◆ Objective ◆
Count the lines in the records below that contain the word "hair", and give only the number.

◆ Given data ◆
==*==

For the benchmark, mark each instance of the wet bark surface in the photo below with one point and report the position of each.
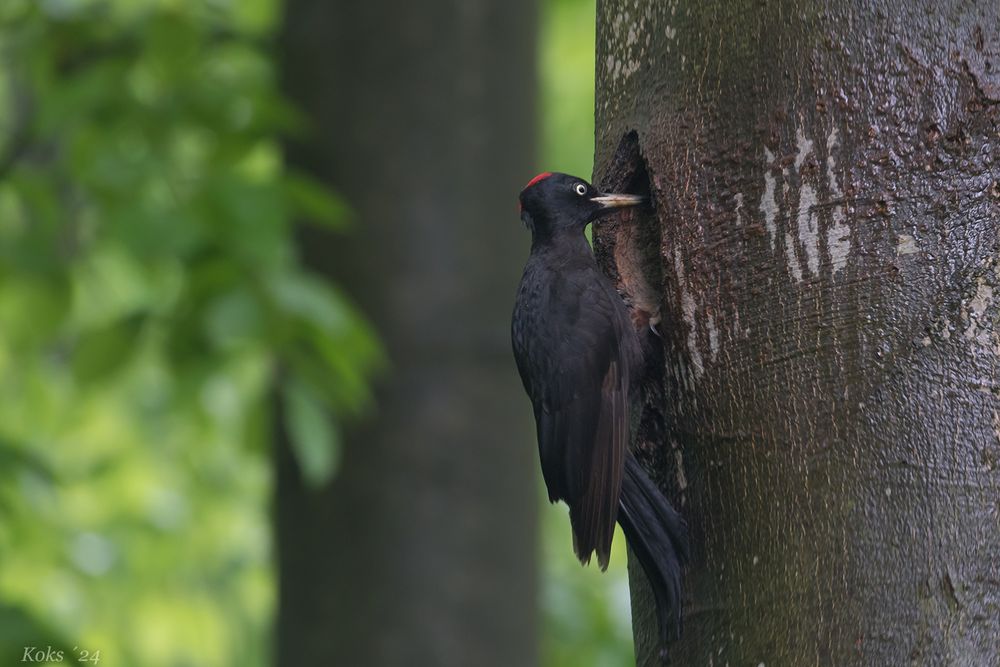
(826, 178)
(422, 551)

==*==

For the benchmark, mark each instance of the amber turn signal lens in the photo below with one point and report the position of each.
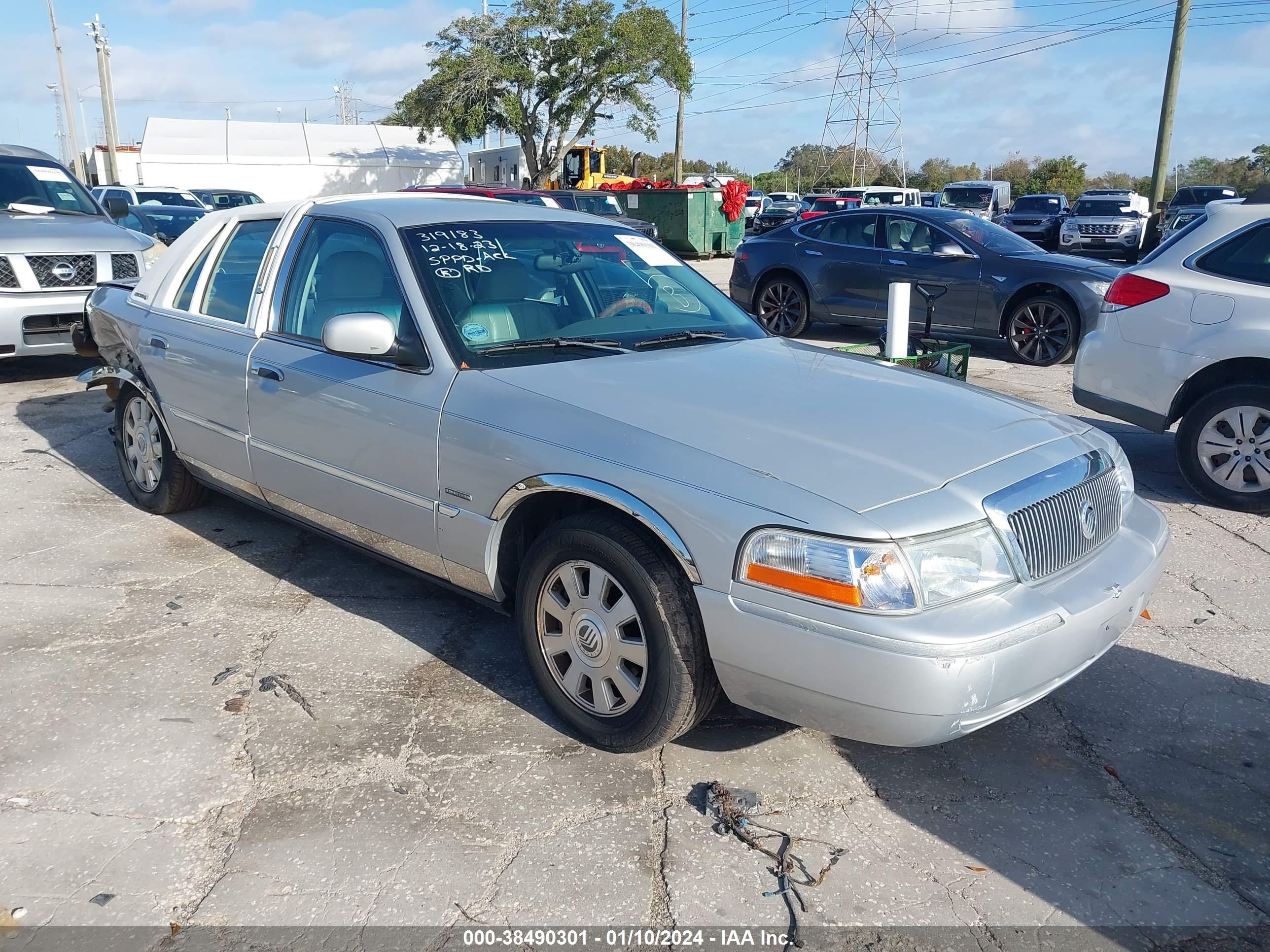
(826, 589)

==*==

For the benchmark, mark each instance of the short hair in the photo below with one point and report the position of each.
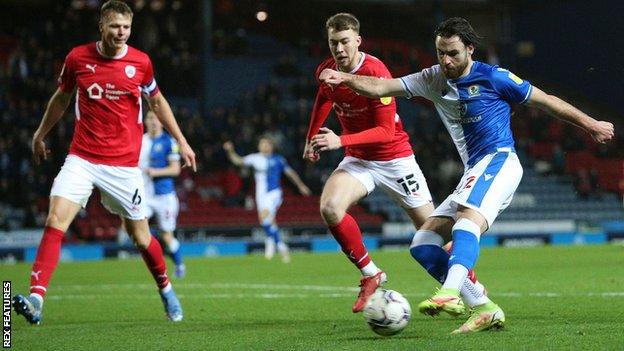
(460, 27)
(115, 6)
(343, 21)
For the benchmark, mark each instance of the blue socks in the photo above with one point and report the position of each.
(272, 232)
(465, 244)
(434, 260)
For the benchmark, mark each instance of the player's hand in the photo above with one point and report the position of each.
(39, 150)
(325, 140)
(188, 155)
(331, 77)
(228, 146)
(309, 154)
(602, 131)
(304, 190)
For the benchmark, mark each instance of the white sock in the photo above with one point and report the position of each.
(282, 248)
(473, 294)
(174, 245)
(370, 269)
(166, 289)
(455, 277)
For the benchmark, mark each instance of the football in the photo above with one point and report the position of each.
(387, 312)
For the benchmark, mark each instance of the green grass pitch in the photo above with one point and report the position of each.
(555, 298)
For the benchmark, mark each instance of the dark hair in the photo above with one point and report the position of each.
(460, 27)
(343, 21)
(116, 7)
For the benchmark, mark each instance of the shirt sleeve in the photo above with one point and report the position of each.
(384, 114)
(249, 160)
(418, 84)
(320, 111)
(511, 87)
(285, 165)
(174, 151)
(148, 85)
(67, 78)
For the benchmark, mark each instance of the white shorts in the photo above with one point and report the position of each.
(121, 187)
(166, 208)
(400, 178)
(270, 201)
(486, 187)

==*==

◆ Completed task ◆
2